»»
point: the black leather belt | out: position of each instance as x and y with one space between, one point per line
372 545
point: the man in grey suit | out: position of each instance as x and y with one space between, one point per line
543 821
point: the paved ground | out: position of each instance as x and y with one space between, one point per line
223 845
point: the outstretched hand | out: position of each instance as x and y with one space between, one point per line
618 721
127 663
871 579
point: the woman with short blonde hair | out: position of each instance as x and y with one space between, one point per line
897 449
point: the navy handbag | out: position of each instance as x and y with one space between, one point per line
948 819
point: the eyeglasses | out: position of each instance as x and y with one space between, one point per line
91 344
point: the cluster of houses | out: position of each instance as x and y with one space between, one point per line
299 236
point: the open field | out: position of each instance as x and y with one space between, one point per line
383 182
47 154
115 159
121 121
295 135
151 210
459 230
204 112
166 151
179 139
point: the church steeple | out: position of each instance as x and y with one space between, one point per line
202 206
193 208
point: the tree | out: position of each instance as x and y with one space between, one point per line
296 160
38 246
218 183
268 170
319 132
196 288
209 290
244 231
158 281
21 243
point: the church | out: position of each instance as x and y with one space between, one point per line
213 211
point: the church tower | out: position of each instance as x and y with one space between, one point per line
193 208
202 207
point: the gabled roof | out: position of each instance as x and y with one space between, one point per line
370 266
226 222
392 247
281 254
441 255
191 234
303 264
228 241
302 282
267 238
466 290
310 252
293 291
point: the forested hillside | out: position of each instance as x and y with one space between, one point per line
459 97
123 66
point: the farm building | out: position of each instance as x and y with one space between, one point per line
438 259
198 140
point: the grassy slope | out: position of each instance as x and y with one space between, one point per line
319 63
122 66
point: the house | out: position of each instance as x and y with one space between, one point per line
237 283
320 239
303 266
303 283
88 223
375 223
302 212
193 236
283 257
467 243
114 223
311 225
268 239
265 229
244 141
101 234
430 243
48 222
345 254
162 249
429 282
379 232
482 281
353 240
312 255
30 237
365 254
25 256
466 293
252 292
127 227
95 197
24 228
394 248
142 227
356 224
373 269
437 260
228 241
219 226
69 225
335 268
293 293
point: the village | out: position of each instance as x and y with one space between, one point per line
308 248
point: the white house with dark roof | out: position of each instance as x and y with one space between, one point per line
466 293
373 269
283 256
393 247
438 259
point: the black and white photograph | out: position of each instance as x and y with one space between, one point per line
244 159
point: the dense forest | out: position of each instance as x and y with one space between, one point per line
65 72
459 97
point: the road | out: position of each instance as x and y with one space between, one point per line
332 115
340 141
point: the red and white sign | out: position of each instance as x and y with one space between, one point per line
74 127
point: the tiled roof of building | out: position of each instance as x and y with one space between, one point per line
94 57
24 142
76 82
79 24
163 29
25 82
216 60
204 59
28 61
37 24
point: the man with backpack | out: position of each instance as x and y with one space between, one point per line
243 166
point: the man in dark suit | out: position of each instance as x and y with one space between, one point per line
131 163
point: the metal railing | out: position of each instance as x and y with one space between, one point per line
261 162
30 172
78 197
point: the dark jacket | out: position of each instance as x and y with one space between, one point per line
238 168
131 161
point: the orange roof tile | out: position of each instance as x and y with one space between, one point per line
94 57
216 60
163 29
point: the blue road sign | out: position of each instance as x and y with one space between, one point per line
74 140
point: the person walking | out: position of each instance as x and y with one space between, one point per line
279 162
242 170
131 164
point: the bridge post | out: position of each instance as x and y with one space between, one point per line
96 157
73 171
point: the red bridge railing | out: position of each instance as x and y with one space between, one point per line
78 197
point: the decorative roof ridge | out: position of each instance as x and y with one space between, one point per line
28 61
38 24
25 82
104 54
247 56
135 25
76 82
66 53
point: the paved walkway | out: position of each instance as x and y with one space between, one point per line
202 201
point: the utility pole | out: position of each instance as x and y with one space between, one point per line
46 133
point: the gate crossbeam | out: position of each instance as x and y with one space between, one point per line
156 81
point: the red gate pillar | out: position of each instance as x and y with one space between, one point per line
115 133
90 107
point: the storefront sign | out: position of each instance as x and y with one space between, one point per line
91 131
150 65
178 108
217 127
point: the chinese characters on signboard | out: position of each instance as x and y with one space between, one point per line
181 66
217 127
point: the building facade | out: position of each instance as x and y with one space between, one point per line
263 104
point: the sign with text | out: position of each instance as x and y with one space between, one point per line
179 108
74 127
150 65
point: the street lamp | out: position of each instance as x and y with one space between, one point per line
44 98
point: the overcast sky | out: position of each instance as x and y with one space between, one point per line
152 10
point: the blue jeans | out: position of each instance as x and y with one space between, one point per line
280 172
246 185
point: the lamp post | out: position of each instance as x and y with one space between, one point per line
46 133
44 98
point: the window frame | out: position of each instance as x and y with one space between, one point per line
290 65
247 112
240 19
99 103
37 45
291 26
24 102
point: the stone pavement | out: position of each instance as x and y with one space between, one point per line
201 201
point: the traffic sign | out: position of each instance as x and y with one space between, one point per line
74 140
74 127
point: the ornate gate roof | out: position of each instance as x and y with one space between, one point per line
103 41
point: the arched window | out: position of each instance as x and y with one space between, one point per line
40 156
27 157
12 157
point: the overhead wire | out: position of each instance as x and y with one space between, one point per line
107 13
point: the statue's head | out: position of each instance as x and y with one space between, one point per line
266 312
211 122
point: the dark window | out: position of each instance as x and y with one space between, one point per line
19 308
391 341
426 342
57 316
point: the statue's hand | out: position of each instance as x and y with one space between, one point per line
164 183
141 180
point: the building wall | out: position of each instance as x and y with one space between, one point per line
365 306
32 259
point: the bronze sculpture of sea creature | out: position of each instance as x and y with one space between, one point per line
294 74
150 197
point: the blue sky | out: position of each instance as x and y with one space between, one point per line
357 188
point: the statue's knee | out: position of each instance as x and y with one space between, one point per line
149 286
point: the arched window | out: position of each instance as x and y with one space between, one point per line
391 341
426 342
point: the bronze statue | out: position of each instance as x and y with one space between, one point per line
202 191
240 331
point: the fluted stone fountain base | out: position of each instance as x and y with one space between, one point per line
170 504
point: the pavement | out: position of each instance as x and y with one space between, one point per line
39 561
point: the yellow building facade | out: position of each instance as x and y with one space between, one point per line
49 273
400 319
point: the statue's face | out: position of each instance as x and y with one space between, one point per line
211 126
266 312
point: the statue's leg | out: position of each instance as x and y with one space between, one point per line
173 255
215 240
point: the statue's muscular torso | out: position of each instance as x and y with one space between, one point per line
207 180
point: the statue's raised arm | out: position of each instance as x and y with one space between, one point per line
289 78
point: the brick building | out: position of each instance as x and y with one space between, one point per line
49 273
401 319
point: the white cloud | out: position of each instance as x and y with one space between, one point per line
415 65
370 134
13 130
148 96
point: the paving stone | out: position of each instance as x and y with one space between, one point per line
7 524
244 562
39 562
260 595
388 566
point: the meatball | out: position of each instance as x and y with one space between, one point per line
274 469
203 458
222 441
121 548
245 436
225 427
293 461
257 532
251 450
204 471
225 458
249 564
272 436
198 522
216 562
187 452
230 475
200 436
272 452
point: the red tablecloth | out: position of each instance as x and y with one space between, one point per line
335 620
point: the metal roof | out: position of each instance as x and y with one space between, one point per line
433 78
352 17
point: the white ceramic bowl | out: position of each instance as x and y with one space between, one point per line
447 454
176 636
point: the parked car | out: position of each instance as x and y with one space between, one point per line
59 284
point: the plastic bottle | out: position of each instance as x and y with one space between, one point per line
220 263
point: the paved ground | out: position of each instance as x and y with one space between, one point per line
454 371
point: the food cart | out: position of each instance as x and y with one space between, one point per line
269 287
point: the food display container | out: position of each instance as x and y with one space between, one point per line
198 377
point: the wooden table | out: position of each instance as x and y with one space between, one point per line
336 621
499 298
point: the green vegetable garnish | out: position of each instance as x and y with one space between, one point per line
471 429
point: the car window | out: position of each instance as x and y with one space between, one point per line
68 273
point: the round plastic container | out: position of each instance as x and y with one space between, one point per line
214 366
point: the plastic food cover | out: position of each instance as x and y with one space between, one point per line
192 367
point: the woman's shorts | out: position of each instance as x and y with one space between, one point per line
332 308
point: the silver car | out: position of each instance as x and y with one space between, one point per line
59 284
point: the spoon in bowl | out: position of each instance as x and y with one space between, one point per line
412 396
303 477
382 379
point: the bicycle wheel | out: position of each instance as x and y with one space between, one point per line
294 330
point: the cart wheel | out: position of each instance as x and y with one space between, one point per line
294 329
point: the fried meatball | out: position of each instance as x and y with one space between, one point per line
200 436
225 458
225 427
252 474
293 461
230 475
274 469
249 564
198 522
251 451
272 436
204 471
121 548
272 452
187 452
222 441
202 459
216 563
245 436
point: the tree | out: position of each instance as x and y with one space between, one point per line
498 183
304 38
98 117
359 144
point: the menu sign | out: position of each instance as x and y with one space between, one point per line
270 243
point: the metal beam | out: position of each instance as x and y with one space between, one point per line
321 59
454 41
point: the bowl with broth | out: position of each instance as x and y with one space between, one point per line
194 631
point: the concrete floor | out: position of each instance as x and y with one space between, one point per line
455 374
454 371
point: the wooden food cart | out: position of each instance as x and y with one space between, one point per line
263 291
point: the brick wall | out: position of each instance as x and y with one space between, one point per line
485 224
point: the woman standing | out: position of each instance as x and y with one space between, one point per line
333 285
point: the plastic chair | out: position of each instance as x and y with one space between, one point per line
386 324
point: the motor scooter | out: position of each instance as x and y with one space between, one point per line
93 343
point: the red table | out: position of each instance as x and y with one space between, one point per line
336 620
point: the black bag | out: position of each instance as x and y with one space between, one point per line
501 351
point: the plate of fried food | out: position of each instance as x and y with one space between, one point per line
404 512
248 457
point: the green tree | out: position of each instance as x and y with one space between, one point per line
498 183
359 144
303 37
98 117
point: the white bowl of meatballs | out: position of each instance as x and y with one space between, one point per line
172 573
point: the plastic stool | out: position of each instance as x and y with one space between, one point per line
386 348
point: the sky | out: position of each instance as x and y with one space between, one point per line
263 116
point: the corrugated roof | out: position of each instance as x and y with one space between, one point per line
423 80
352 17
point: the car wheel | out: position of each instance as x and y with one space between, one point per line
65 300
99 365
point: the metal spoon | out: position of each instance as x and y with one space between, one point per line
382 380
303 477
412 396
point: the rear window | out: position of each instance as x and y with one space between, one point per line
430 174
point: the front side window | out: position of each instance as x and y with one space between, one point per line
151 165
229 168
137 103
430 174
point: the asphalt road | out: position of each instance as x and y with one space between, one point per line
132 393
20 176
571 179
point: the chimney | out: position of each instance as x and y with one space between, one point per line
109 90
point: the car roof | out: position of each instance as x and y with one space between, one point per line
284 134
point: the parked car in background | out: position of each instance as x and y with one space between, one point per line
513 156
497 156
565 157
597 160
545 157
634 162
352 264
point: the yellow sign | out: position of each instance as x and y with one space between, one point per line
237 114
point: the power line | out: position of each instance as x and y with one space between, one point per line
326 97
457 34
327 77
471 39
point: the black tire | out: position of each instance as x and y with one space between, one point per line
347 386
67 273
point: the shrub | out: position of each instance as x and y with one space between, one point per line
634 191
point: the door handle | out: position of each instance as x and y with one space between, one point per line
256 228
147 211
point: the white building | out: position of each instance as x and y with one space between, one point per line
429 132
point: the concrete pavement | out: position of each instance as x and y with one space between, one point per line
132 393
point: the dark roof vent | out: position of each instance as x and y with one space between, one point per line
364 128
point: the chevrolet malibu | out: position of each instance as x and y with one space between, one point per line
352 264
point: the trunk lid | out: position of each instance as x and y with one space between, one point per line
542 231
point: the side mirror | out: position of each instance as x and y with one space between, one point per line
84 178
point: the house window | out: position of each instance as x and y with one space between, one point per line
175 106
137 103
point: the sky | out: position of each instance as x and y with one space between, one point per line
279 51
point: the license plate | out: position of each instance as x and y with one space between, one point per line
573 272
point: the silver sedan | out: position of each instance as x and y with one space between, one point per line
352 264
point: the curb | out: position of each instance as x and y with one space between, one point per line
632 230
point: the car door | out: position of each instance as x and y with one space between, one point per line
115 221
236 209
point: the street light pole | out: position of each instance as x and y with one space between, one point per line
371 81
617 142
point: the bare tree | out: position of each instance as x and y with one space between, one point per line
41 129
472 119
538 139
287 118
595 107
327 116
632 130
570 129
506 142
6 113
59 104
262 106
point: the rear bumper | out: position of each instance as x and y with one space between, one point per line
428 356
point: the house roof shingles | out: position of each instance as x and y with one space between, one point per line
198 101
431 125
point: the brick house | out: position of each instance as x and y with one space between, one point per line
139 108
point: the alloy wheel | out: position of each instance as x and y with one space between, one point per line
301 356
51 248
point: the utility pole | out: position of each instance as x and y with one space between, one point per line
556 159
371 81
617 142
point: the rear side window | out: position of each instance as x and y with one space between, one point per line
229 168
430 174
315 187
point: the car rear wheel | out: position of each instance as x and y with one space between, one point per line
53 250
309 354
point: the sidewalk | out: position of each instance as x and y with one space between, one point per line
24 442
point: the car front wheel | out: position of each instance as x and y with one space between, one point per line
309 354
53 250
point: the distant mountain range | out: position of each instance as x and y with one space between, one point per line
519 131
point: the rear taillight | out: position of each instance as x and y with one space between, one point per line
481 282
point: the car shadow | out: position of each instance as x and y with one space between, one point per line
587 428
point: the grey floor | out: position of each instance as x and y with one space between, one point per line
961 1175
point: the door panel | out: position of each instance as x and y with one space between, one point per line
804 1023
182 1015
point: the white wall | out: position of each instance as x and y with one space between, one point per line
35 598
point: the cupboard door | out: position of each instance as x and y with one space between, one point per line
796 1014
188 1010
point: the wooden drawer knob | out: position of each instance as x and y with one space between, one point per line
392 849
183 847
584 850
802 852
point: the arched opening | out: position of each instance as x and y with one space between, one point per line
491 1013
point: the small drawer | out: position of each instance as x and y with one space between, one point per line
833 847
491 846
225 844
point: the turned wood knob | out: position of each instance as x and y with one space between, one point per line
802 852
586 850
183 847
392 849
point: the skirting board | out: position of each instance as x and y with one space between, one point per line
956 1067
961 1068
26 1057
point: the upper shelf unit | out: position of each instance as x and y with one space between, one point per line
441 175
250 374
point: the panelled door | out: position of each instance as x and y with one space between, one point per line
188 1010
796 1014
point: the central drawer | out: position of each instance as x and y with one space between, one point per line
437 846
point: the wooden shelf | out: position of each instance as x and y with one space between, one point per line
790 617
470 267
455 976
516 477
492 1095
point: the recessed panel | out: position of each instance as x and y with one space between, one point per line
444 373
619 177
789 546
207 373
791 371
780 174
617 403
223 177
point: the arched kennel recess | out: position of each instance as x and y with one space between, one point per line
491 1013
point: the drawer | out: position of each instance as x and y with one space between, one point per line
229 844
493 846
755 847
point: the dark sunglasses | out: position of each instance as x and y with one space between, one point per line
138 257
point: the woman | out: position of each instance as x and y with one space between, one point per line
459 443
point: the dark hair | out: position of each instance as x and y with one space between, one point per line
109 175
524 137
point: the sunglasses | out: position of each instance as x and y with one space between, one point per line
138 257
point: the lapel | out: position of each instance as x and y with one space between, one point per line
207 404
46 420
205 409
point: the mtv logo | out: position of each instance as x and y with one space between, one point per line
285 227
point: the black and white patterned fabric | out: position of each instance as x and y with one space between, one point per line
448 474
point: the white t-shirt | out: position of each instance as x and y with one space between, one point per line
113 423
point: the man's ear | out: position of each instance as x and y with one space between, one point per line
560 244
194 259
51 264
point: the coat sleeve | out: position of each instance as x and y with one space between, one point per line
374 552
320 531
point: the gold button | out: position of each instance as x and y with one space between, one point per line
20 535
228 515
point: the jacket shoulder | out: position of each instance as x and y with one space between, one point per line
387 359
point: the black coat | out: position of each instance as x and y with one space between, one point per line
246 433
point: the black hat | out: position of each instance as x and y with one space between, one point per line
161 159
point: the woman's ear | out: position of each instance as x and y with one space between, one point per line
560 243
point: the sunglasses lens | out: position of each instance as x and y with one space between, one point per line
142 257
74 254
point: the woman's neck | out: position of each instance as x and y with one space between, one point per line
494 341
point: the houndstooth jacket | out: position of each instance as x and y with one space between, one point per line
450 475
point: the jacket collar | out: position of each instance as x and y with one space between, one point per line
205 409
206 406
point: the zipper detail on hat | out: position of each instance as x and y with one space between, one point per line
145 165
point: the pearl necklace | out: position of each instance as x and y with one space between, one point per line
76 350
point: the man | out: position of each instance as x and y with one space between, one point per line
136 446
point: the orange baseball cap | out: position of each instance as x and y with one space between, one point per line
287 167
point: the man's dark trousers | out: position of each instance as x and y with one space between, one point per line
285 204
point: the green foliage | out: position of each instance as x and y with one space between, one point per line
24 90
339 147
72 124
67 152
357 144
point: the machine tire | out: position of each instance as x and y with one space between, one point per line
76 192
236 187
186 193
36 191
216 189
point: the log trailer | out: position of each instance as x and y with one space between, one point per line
««
Set down, unchanged, the line that contains "point: the man's dark" together with every later line in the records, through the last one.

**Exercise result**
point: the man's dark trousers | out: position of each instance as x and y with one space between, one point per line
285 204
point: the green foliage | out: position of each instance as x and y with one space between, one point per line
24 90
339 147
72 124
67 152
357 144
point: the machine tire | out: position of each instance as x and y with one space between, one point per line
76 192
236 187
186 193
36 191
216 189
point: the log trailer | out: position of each instance as x and y with one space between, one point per line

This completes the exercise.